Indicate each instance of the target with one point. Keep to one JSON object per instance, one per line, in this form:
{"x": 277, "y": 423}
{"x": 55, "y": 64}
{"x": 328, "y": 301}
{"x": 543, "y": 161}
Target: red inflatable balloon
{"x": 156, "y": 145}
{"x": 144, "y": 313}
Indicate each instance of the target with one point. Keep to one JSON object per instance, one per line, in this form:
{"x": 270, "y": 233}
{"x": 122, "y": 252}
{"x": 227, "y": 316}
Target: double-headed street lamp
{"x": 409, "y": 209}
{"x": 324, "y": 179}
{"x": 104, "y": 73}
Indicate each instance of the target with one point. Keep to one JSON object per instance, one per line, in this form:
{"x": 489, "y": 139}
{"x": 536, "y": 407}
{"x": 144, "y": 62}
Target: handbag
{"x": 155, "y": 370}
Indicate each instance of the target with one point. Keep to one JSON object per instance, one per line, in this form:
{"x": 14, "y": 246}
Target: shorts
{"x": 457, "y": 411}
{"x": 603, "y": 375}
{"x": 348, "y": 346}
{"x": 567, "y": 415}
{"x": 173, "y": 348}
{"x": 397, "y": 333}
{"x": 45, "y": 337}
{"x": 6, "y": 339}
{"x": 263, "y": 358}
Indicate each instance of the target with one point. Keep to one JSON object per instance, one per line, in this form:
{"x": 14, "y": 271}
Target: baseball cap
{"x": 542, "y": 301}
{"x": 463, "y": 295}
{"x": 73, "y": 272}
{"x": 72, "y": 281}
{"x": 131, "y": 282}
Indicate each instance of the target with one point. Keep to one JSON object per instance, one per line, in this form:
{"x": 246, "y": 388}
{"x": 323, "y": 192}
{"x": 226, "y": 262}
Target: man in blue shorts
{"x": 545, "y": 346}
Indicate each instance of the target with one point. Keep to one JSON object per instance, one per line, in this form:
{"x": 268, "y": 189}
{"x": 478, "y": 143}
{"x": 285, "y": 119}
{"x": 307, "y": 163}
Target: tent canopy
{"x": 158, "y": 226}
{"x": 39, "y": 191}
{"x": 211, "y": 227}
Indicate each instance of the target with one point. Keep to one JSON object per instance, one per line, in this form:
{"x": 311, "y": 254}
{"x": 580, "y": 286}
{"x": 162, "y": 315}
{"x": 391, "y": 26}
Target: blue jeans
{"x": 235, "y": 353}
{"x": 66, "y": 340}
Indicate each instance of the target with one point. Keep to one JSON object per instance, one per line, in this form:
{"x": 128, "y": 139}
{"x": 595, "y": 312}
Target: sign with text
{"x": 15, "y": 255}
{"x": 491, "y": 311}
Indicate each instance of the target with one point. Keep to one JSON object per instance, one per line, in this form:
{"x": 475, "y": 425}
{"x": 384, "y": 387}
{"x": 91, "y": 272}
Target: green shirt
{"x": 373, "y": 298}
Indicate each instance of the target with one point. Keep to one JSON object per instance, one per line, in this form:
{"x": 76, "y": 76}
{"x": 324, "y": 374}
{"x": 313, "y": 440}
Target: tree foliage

+--

• [REQUIRED TASK]: Please pick out every line above that contains the word "shorts". Letter case counts.

• [ANSWER TO THIS EXERCISE]:
Target: shorts
Target: man in blue shorts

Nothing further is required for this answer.